(ASSIGNED TASK): Your answer should hold exactly the lines from the one with "Category: grassy slope" through the final line of the data below, reproduced as written.

◆ ◆ ◆

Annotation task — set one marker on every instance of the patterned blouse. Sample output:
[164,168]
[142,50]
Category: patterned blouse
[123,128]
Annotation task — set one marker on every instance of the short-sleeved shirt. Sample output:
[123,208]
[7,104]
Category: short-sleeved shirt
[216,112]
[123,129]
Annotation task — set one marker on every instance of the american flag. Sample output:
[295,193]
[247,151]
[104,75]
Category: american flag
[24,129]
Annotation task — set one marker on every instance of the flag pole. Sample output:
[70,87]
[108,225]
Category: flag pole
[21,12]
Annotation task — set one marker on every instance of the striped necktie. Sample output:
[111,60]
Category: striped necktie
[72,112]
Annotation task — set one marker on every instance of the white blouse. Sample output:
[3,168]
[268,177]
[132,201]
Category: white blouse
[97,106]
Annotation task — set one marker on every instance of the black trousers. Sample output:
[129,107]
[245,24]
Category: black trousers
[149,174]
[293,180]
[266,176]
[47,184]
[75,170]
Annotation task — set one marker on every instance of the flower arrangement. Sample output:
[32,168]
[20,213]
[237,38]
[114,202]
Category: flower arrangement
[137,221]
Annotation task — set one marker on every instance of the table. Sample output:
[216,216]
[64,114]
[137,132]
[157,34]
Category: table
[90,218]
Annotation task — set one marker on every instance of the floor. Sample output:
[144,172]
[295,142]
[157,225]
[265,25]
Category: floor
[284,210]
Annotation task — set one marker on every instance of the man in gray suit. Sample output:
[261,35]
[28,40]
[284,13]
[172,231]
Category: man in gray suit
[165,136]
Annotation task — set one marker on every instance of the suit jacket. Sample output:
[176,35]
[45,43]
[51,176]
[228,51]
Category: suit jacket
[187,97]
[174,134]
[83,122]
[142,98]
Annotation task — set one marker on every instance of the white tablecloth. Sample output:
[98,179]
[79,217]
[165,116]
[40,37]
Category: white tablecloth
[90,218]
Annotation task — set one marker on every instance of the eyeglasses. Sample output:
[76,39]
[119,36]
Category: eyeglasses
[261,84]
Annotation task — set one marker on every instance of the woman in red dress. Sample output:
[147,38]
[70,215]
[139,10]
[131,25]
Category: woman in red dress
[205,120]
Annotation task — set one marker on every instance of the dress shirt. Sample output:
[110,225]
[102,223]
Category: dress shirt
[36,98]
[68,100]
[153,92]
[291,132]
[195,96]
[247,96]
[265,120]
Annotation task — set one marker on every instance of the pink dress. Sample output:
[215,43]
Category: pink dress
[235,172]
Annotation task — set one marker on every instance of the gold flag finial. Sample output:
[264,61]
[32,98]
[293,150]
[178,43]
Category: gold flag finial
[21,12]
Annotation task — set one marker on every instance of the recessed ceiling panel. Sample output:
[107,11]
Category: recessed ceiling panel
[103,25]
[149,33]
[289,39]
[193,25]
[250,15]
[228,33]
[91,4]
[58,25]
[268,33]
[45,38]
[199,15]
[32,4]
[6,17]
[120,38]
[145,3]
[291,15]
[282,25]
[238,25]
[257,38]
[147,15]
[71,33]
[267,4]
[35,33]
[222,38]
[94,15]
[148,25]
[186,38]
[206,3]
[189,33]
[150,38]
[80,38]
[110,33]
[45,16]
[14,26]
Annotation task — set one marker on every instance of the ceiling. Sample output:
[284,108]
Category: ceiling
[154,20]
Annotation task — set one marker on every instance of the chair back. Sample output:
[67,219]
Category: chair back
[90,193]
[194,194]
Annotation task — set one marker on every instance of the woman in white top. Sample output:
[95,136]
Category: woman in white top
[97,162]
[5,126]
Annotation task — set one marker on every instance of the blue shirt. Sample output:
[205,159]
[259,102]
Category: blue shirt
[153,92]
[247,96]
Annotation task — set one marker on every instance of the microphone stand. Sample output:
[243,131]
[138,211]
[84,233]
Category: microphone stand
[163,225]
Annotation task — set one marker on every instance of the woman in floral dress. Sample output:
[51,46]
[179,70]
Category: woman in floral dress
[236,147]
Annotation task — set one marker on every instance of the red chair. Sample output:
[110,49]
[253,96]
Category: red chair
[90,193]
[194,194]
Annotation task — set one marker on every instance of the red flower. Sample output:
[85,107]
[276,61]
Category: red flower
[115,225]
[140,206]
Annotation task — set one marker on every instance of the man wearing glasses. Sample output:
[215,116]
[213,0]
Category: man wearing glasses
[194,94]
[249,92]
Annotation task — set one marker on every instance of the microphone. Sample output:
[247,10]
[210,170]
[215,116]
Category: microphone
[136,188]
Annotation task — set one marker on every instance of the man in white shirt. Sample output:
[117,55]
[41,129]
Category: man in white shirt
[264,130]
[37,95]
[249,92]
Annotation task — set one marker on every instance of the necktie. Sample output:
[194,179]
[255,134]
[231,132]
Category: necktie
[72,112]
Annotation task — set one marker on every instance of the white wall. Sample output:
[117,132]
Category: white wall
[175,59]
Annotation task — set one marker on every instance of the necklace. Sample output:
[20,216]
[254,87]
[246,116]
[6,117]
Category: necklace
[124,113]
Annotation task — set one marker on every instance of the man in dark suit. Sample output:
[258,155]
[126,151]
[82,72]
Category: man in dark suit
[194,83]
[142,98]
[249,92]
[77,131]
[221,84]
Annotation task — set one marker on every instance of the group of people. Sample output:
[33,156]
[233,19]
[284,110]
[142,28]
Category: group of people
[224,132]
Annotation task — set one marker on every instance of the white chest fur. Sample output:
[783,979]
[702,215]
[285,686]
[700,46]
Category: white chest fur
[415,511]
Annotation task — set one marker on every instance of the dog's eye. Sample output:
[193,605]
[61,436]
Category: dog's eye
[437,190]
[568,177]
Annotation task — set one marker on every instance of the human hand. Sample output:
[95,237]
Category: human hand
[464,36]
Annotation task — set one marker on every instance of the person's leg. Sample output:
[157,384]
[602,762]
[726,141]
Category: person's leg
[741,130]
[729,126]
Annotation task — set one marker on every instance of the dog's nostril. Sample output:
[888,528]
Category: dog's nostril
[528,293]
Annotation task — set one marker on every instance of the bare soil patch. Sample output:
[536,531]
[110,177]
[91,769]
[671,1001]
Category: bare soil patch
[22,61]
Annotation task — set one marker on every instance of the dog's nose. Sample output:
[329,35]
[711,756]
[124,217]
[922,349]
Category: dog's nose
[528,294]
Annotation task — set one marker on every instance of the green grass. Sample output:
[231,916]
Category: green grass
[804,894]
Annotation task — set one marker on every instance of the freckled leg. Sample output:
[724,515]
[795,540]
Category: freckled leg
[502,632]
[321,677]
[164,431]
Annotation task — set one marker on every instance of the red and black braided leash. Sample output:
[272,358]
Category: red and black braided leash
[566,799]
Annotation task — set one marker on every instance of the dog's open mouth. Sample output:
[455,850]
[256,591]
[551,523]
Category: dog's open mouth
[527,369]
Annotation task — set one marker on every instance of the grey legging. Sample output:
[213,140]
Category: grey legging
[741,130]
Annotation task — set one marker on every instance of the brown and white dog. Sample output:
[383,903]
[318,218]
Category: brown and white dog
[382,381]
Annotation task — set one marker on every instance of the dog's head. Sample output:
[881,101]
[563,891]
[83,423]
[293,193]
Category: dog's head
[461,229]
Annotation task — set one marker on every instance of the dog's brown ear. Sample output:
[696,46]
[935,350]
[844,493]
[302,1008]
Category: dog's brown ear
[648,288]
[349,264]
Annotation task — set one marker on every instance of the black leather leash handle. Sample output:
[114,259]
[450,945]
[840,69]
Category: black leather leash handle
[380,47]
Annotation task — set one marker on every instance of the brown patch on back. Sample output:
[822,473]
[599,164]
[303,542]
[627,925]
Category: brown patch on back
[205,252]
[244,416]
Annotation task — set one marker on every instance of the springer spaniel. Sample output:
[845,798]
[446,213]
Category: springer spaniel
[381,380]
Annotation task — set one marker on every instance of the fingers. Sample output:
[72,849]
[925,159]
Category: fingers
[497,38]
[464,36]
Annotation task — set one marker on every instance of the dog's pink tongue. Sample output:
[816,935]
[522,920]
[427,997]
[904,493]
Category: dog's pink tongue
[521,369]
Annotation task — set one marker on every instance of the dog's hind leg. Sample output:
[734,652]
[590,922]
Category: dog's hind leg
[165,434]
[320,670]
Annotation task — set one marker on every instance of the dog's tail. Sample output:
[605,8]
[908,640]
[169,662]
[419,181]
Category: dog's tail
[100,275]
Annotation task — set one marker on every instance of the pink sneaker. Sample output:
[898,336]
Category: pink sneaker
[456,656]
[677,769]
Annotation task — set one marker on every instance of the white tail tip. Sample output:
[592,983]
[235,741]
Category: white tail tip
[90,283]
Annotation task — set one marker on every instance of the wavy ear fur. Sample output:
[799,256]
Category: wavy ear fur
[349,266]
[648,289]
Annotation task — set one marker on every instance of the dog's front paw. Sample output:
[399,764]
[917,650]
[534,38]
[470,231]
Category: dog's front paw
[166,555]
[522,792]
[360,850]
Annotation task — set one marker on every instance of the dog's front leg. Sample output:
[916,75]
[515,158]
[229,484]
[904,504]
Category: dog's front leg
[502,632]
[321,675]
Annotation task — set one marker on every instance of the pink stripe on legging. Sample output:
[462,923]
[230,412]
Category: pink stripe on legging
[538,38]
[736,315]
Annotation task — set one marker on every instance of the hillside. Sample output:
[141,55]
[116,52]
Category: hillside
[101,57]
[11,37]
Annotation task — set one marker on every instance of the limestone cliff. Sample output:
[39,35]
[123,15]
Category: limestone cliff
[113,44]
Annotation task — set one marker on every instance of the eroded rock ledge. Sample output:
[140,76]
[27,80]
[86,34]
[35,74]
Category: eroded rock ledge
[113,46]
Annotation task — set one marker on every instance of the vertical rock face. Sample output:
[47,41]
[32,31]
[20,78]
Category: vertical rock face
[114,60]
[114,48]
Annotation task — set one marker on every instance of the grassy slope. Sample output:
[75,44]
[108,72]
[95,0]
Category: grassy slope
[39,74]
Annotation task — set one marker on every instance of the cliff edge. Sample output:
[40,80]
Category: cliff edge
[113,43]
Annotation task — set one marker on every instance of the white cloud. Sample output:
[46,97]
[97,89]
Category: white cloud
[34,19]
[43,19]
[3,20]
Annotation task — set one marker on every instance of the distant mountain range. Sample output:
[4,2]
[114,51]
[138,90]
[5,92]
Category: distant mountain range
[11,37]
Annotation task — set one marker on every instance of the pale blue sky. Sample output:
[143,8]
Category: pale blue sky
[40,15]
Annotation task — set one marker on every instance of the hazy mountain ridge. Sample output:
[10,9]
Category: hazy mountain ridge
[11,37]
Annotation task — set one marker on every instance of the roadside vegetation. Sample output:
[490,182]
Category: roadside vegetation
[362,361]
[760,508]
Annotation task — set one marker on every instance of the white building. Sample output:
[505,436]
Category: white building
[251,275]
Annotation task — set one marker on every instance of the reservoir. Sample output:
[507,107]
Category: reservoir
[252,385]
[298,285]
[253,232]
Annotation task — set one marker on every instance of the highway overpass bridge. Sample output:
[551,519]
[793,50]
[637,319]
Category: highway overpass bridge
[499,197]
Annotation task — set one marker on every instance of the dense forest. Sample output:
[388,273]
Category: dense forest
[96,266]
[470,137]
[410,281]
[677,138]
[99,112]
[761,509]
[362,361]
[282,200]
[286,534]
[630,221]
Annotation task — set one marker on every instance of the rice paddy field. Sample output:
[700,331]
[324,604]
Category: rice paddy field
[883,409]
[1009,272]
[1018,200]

◆ ◆ ◆

(WRITTEN ANSWER):
Category: grassy slope
[39,74]
Annotation task — set one marker on every instance of the cliff edge. Sample output:
[40,80]
Category: cliff edge
[113,43]
Annotation task — set one marker on every instance of the white cloud. Sample output:
[46,97]
[97,89]
Category: white cloud
[34,19]
[43,19]
[3,20]
Annotation task — set one marker on every instance of the distant mountain range. Sample output:
[4,2]
[114,51]
[138,90]
[5,92]
Category: distant mountain range
[11,37]
Annotation task — set one marker on every instance of the pale blue sky. Sample output:
[143,8]
Category: pale blue sky
[40,15]
Annotation task — set one marker on every instance of the hazy mountain ridge. Sample output:
[10,9]
Category: hazy mountain ridge
[11,37]
Annotation task — set one marker on every instance of the roadside vegetation. Sample output:
[490,182]
Category: roadside vegetation
[362,361]
[760,508]
Annotation task — set one marker on every instance of the white building. Sample output:
[505,436]
Category: white building
[251,275]
Annotation task — set one marker on every instance of the reservoir. Sample output:
[507,107]
Category: reservoir
[252,385]
[298,285]
[253,232]
Annotation task — set one marker on every instance of the highway overpass bridge. Sample output:
[551,519]
[793,50]
[637,319]
Category: highway overpass bridge
[499,197]
Annotation task — set one marker on every instance of the dense forest. Sample output:
[388,273]
Category: dense forest
[96,266]
[470,137]
[410,281]
[677,138]
[99,112]
[761,509]
[362,361]
[282,200]
[286,534]
[630,221]
Annotation task — set one marker on every instance of the rice paddy field. Sample output:
[700,331]
[324,604]
Category: rice paddy field
[883,409]
[1009,272]
[1018,200]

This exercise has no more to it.